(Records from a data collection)
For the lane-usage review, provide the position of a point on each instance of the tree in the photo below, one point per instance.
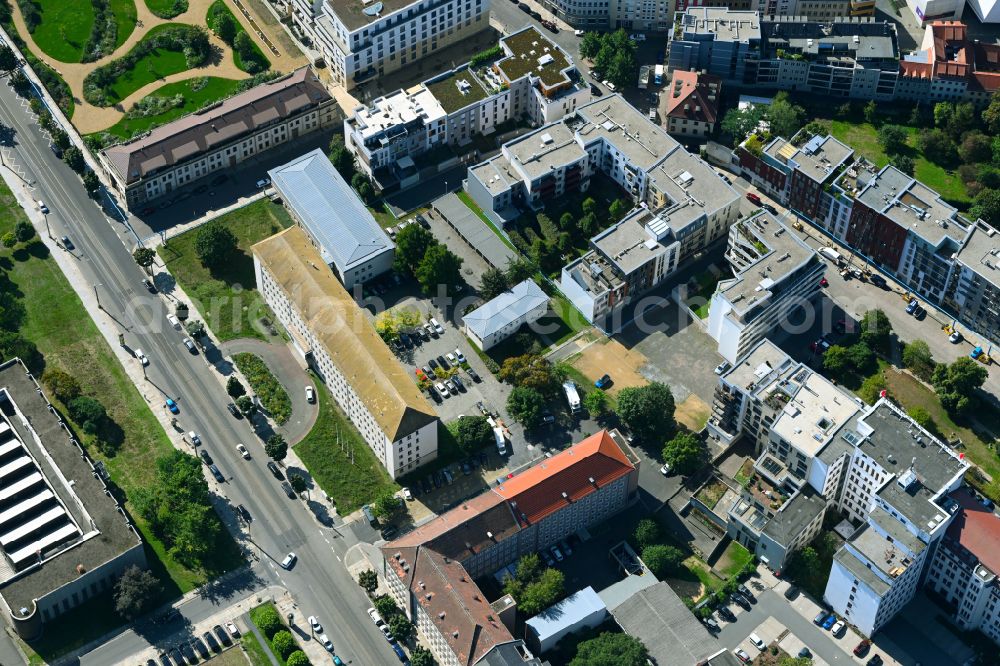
(400, 628)
(876, 331)
(684, 453)
(647, 533)
(61, 384)
(439, 267)
(144, 256)
(385, 606)
(986, 205)
(299, 483)
(297, 658)
(611, 649)
(89, 413)
(246, 405)
(234, 387)
(591, 44)
(421, 656)
(662, 560)
(267, 620)
(648, 411)
(412, 243)
(892, 138)
(276, 447)
(740, 123)
(8, 59)
(525, 406)
(903, 162)
(542, 593)
(73, 157)
(24, 231)
(368, 580)
(214, 244)
(492, 283)
(473, 433)
(596, 402)
(386, 505)
(135, 590)
(917, 358)
(284, 643)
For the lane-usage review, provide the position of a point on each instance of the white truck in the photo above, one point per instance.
(572, 397)
(501, 441)
(831, 254)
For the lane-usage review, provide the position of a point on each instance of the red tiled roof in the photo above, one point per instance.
(538, 492)
(977, 529)
(688, 96)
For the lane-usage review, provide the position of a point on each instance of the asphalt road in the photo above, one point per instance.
(319, 583)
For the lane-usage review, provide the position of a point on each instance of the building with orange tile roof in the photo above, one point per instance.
(431, 570)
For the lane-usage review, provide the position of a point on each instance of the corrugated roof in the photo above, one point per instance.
(204, 130)
(505, 308)
(538, 491)
(341, 326)
(330, 209)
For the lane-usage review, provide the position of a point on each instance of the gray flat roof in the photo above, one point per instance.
(330, 210)
(505, 308)
(619, 123)
(977, 253)
(671, 632)
(61, 462)
(794, 515)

▸ **INSTRUCTION**
Convert every line of the rows above into a JSON list of strings, one string per line, skipping blank lines. Leave the pictures out of the result.

▸ **RESPONSE BELOW**
[
  "For the lane-usage review, provide the position of a point on each instance of the tree in the photo below, one point per instance.",
  "(400, 628)",
  "(876, 331)",
  "(684, 453)",
  "(647, 533)",
  "(61, 384)",
  "(439, 267)",
  "(144, 256)",
  "(385, 606)",
  "(986, 205)",
  "(299, 483)",
  "(297, 658)",
  "(611, 649)",
  "(89, 413)",
  "(246, 405)",
  "(234, 387)",
  "(591, 44)",
  "(421, 656)",
  "(662, 560)",
  "(267, 620)",
  "(648, 411)",
  "(412, 243)",
  "(892, 138)",
  "(276, 447)",
  "(740, 123)",
  "(8, 59)",
  "(525, 406)",
  "(903, 162)",
  "(542, 593)",
  "(73, 157)",
  "(24, 231)",
  "(368, 580)",
  "(214, 244)",
  "(492, 283)",
  "(473, 433)",
  "(596, 402)",
  "(386, 505)",
  "(135, 590)",
  "(917, 358)",
  "(284, 643)",
  "For the lane-usage review, provide the position of a point on each instance of the white truck in the photo above, one point per instance.",
  "(572, 397)",
  "(501, 441)",
  "(831, 254)",
  "For the lane-usage review, provide the position of a point on each instance of the red tiled roof in the photo above, one point per instance.",
  "(538, 492)",
  "(977, 529)",
  "(688, 96)",
  "For the lane-usage review, provide the position of a point on each instance of the asphalt road in the photo above, one point per instance.",
  "(319, 583)",
  "For the lane-usage review, provide the position of a point on each instance of the building with orange tile roof in the photo above, one point per instance.",
  "(431, 570)",
  "For the lane-usage review, provide the position of a point on each instance of the corrugated roof in the photo above, one point per instance.",
  "(204, 130)",
  "(505, 308)",
  "(538, 491)",
  "(341, 326)",
  "(330, 209)",
  "For the lane-usage review, provide the position of a point on each instance of the gray flat roof in the photo above, one point per instance.",
  "(330, 210)",
  "(505, 308)",
  "(619, 123)",
  "(977, 253)",
  "(671, 632)",
  "(61, 462)",
  "(794, 515)"
]